What to do:
Each line from the one containing "Query: glass dome" to the end of the entries below must be restated exactly, and no other line should appear.
━━━ Entries supplied
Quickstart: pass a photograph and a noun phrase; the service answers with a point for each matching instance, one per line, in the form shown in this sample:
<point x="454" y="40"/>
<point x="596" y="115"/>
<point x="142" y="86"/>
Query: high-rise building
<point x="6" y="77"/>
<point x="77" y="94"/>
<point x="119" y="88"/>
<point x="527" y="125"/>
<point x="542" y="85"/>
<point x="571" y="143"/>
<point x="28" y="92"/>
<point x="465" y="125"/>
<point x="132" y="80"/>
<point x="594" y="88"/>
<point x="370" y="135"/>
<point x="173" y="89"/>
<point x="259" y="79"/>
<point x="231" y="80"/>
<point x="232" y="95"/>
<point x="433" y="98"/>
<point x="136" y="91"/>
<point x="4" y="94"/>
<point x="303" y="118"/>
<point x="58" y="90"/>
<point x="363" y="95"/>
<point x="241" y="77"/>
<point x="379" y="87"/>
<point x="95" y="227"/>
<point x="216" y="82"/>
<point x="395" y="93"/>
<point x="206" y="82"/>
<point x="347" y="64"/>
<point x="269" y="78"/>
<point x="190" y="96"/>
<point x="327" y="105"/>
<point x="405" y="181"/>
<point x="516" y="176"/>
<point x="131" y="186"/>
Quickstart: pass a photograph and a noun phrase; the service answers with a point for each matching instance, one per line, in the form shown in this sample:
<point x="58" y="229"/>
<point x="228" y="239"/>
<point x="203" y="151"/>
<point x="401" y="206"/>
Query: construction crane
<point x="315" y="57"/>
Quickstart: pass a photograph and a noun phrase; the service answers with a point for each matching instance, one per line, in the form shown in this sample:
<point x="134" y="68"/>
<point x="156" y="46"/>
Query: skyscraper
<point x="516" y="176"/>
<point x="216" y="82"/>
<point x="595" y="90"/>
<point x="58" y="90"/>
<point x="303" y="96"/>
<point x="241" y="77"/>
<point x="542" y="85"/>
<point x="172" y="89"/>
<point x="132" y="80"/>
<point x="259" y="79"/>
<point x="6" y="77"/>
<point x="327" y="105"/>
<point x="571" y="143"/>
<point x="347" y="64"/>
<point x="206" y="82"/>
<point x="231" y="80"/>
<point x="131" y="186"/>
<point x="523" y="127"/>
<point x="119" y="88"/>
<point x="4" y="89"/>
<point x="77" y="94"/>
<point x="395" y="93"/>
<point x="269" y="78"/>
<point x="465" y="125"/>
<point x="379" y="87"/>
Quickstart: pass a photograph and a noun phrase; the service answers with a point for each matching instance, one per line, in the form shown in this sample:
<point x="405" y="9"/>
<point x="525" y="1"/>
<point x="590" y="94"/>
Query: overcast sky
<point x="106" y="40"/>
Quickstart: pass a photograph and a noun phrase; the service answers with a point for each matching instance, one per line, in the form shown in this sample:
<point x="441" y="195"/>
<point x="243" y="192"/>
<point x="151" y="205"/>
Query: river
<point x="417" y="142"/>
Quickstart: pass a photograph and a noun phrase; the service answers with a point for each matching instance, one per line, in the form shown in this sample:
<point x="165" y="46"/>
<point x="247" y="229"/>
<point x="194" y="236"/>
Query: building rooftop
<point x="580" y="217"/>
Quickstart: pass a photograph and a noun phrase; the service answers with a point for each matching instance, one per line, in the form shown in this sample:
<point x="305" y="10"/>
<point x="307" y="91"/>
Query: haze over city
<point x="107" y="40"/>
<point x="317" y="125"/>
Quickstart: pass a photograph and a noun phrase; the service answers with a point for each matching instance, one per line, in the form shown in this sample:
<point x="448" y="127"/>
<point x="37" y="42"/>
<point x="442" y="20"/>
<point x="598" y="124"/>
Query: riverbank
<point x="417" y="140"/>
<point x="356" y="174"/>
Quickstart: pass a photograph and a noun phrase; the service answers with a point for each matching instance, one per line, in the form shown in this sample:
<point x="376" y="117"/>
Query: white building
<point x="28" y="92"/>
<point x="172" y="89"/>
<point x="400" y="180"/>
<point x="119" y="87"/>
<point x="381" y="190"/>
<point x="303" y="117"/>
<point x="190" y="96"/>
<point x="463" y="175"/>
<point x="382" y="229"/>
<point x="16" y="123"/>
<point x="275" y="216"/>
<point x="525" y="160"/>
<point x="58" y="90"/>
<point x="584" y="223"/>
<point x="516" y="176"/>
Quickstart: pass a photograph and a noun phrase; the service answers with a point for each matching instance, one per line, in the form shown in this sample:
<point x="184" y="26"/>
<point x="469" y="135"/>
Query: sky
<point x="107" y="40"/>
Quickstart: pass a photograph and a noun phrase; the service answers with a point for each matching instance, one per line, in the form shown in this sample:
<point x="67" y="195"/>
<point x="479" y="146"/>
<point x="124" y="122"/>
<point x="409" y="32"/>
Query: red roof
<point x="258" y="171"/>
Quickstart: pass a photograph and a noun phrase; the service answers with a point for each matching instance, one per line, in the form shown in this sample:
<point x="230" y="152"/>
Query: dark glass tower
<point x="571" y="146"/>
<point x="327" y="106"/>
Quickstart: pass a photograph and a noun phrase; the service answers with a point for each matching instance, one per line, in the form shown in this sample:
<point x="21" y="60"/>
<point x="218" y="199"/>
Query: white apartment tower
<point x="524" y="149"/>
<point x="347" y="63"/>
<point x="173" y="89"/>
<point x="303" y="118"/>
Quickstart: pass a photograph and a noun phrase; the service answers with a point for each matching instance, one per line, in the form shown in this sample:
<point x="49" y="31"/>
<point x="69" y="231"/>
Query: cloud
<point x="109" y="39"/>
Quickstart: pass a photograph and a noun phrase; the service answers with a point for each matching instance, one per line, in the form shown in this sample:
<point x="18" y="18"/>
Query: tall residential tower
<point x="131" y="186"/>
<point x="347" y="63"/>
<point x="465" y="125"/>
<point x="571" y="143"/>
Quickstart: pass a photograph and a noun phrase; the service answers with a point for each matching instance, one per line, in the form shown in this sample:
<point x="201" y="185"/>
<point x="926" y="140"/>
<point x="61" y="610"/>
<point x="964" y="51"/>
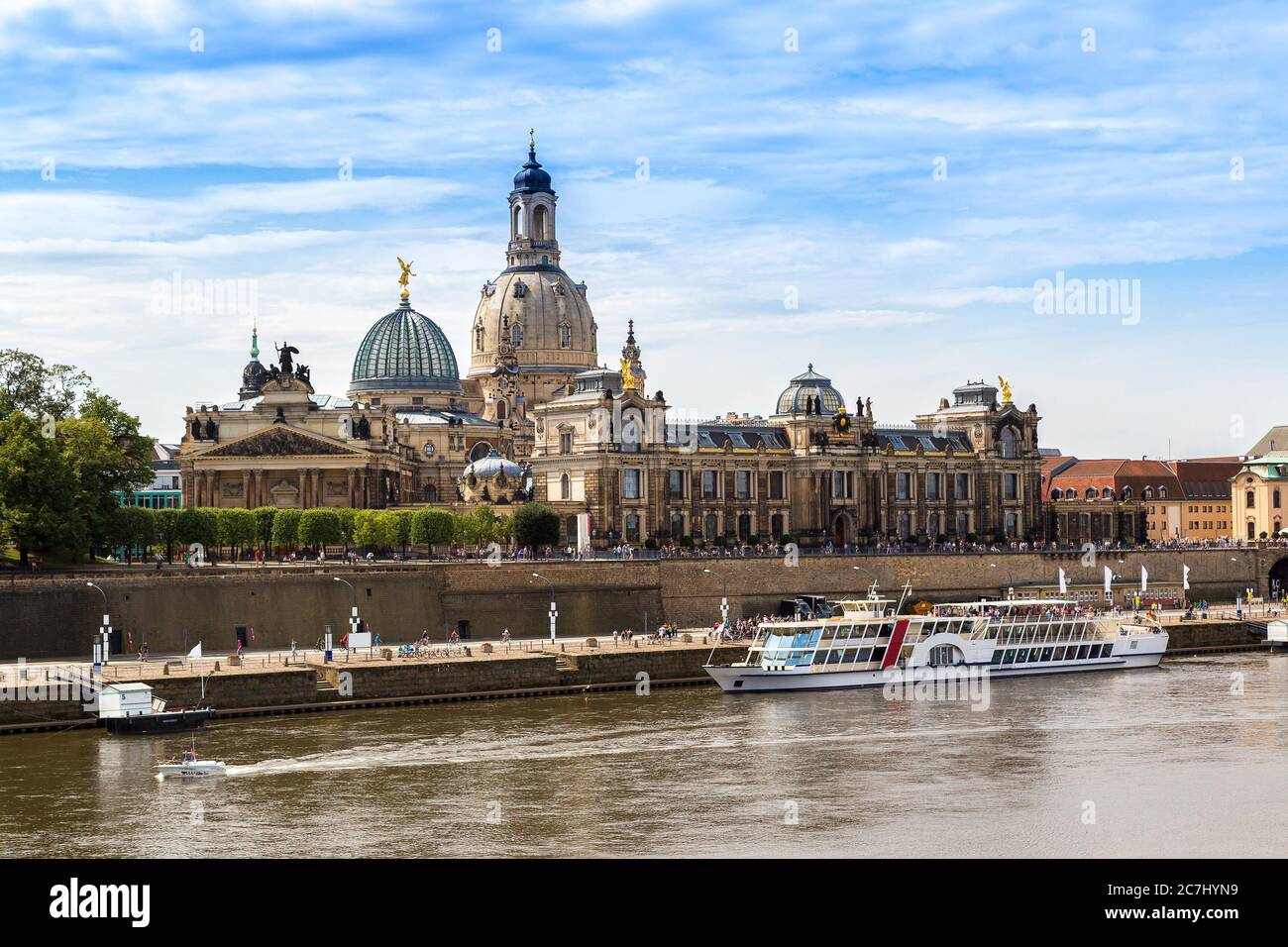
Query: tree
<point x="400" y="522"/>
<point x="430" y="526"/>
<point x="39" y="488"/>
<point x="237" y="527"/>
<point x="320" y="527"/>
<point x="166" y="528"/>
<point x="536" y="525"/>
<point x="347" y="526"/>
<point x="265" y="517"/>
<point x="286" y="528"/>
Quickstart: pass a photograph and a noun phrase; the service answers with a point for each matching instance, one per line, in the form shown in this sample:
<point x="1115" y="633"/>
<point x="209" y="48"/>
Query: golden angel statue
<point x="1006" y="389"/>
<point x="404" y="277"/>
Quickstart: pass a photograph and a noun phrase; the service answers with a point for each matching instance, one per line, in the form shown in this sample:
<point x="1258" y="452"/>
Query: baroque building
<point x="539" y="416"/>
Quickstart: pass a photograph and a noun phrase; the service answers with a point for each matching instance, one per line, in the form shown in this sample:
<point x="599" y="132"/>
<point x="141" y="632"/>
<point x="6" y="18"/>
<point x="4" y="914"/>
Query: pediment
<point x="281" y="441"/>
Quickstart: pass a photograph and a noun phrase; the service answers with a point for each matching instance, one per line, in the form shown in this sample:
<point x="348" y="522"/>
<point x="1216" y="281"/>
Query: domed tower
<point x="533" y="329"/>
<point x="403" y="360"/>
<point x="809" y="393"/>
<point x="254" y="375"/>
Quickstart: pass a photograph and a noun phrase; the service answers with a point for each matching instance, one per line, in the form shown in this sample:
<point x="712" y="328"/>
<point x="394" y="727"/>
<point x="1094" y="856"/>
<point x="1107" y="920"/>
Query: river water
<point x="1190" y="759"/>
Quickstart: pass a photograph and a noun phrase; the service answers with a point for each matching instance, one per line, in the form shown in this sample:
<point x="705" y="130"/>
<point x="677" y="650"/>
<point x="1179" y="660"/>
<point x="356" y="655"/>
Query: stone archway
<point x="1278" y="579"/>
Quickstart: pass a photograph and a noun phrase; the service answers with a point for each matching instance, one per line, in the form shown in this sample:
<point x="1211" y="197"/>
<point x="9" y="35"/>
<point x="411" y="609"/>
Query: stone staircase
<point x="326" y="689"/>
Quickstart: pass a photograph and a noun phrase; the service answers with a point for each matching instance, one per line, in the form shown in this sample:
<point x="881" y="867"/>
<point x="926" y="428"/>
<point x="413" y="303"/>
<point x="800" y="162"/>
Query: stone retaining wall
<point x="53" y="617"/>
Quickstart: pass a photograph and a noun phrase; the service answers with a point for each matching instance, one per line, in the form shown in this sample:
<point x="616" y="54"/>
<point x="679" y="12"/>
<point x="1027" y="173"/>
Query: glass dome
<point x="404" y="350"/>
<point x="809" y="384"/>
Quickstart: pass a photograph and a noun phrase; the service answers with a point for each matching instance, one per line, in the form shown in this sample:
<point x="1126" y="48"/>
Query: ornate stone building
<point x="537" y="415"/>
━━━━━━
Output for this exercise:
Query: glass dome
<point x="404" y="350"/>
<point x="809" y="384"/>
Quickstart: pass a photograph and a noun phrase; the service answers with a point for each matching instance, one per line, in the form shown in this sample:
<point x="1126" y="48"/>
Query: ornate stone building
<point x="537" y="415"/>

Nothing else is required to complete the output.